[[ Records for this exercise, beginning ]]

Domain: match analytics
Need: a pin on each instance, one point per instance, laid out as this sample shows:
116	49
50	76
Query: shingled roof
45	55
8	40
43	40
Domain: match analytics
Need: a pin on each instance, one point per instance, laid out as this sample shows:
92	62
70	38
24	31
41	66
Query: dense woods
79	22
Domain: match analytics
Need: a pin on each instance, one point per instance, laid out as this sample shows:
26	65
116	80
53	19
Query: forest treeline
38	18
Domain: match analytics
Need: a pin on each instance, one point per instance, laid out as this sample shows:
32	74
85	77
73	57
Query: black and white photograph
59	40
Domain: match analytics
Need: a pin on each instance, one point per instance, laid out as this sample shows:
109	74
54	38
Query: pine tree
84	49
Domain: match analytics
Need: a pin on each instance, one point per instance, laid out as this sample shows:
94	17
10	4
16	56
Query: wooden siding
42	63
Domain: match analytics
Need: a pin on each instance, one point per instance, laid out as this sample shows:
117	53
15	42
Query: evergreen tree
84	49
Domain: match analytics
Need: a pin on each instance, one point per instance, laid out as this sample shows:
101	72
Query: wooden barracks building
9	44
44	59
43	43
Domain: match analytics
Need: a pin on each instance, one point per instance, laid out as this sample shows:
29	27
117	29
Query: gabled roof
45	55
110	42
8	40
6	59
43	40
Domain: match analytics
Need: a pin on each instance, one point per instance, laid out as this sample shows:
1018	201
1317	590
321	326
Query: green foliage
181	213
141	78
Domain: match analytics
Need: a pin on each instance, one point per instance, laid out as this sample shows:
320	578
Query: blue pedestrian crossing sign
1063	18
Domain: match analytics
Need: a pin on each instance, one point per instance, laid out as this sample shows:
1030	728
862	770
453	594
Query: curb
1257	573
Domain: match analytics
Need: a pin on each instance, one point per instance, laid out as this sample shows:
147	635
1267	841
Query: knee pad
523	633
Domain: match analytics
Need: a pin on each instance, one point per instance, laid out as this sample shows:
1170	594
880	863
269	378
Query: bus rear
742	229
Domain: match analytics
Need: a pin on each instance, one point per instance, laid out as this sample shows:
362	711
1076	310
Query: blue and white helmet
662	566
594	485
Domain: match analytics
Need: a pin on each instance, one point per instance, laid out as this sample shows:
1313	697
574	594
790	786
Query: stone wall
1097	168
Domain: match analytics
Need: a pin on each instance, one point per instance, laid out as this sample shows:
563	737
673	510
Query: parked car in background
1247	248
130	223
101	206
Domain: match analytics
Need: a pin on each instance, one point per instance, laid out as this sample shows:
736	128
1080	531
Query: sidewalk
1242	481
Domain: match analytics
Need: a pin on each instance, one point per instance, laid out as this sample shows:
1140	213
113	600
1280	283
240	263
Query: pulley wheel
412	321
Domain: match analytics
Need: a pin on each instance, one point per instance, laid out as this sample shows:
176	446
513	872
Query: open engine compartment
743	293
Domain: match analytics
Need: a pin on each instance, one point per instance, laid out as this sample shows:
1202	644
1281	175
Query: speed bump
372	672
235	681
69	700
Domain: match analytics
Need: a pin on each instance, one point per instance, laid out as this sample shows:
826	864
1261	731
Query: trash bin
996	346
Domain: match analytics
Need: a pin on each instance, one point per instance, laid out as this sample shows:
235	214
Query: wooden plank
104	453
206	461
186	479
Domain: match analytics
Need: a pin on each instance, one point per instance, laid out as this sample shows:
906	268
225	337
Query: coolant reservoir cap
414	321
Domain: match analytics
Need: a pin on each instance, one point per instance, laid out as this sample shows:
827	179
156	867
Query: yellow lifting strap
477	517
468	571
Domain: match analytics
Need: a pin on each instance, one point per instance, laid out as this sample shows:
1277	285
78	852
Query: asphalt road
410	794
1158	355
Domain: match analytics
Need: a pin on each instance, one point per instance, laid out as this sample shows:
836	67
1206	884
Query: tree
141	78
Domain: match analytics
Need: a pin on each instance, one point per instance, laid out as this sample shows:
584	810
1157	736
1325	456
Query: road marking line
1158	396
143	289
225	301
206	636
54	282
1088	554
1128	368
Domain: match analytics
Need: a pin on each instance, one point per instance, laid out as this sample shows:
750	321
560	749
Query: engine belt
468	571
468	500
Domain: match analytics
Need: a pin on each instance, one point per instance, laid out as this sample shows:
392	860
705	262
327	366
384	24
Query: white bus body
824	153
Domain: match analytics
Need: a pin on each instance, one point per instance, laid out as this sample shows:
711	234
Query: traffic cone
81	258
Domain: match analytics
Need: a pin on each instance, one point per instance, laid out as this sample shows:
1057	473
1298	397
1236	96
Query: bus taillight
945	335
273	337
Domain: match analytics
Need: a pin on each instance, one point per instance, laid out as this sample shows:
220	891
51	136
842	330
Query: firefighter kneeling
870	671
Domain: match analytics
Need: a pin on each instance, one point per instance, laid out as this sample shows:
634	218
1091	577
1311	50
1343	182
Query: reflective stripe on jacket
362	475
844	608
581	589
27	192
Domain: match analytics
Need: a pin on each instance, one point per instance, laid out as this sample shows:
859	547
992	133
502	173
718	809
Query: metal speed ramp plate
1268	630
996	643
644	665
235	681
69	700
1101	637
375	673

[[ Records for this exercise, end ]]

• **Action item**
Write each line of the data down again exactly as it reads.

• **Answer to this task**
Domain: match analytics
Need: a pin on each instance, one point per instance, laid out as this sample shows:
116	49
50	76
Query: shingled roof
45	55
8	40
43	40
Domain: match analytics
Need: a pin on each instance, one point per instance, laid out as this sample shows:
92	62
70	38
24	31
41	66
Query: dense woods
79	22
Domain: match analytics
Need: a pin on each instance, one point per instance, laid out as this sample shows:
26	65
116	80
53	19
Query: forest treeline
38	18
Domain: match analytics
Need: a pin on each instance, one point per instance, laid out as this sample shows:
32	74
85	77
73	57
Query: black and white photograph
59	40
Domain: match analytics
Need: a pin on each instance, one point per instance, laid out as this sample shows:
109	74
54	38
Query: pine tree
84	49
Domain: match analytics
Need: a pin on each instance, one point per instance, laid out as this sample shows:
94	17
10	4
16	56
Query: wooden siding
42	63
Domain: match analytics
Need: a pin on each instance, one point per instance, laid out as this sample shows:
117	53
15	42
Query: evergreen tree
84	49
Domain: match analytics
Need: a pin on each instance, one point per instance, laid out as this sample shows:
101	72
Query: wooden barracks building
9	44
44	59
43	43
Domain: match analytics
Need: a pin on each instance, one point per instance, laid out as this sample shows:
29	27
117	29
Query: gabled roof
45	55
110	42
8	40
6	59
43	40
Domain: match analytics
Need: a pin on each instance, one point per instance, laid out as this sample shows:
1018	201
1317	590
321	326
Query: green foliage
181	213
141	78
Domain: match analytics
Need: a pin on each instance, one point per instance, laid out as this sample shows:
320	578
Query: blue pedestrian crossing sign
1063	18
Domain: match analytics
Need: a pin on each instance, one point per instance, laid out as this sample shows:
1030	728
862	770
453	594
Query: curb
1257	573
Domain: match analytics
Need: a pin on each instance, one point per instance, laid out as this sample shows:
147	635
1267	841
Query: knee pad
523	633
Domain: match analytics
Need: a pin on each instance, one point per instance, laid out as this sample shows:
1170	594
880	863
269	378
Query: bus rear
742	229
Domain: match analytics
Need: a pin on each instance, one point per instance, laid out as this sample shows:
362	711
1076	310
Query: blue and white helmet
662	566
594	485
Domain: match analytics
Need: a pin on each instance, one point per instance, laid out as this sample shows:
1313	697
574	594
790	786
Query: stone wall
1097	168
Domain: match analytics
Need: a pin on each instance, one point per instance, laid out as this sample shows:
563	737
673	510
Query: parked car in background
1247	248
130	223
101	206
Domain: match analytics
Need: a pin on each instance, one point per instance, laid out as this sample shows:
736	128
1080	531
Query: sidewalk
1242	481
Domain: match analytics
Need: a pin on each instance, one point per instance, laid out as this sample shows:
1140	213
113	600
1280	283
240	263
Query: pulley wheel
412	321
Domain: match analytics
Need: a pin on each instance, one point per instance, laid out as this sample shows:
176	446
513	872
Query: open engine compartment
743	293
Domain: match analytics
Need: a pin on each instance, one point per instance, laid out as this sample shows:
1202	644
1281	175
Query: speed bump
372	672
235	681
69	700
Domain: match analytics
Need: a pin on each instance, one point per instance, laid out as this sample shows:
826	864
1261	731
Query: trash bin
996	346
Domain: match analytics
Need: a pin on each instance, one point per instance, laid out as this sample shows:
235	214
Query: wooden plank
104	453
206	461
186	479
Domain: match analytics
Need: a pin on each instance, one point per instance, laid out as this sample shows:
906	268
225	337
Query: coolant reservoir cap
414	321
Domain: match analytics
Need: a pin on each instance, one point per instance, laid out as this sample shows:
827	179
156	867
Query: yellow lifting strap
477	517
468	571
Domain: match analytics
Need: a pin on each instance, one point per instance, laid out as this sample shows:
1277	285
78	852
Query: asphalt road
410	794
1158	355
Domain: match analytics
Need: a pin on each instance, one point per instance, laid out as this sample shows:
836	67
1206	884
Query: tree
141	78
Domain: match analytics
Need: a pin on each instance, one point per instance, laid out as this sample shows:
584	810
1157	736
1325	456
Query: road marking line
1158	396
143	289
225	301
206	636
54	282
1088	554
1128	368
Domain: match analytics
Need: a pin on each instance, one point per instance, laid out as this sample shows:
750	321
560	749
Query: engine belt
468	571
468	500
Domain: match analytics
Need: a pin on each instance, one point per instance, laid out as this sample shows:
392	860
705	262
327	366
384	24
Query: white bus body
824	153
Domain: match analytics
Need: a pin on each instance, one point per instance, laid out as this sample shows:
711	234
Query: traffic cone
81	258
Domain: match analytics
Need: a pin on each instance, one point per instance, laid out as this sample shows:
1057	473
1298	397
1236	96
Query: bus taillight
945	335
273	337
Domain: match analytics
Need: a pin on each instance, one point per instance, laid out as this sample shows:
220	891
51	136
842	330
Query: firefighter kneeling
870	671
Domain: match analytics
Need: a pin on each instance, one point per instance, laid out as this sample shows:
634	218
1091	577
1311	50
1343	182
Query: reflective stripe on jacket
362	475
844	608
581	589
27	192
Domain: match analytics
Need: a pin on each instance, one point per instance, laid out as this sample shows:
859	547
992	133
502	173
718	809
Query: metal speed ramp plate
1268	630
996	643
644	665
235	681
69	700
1101	637
375	673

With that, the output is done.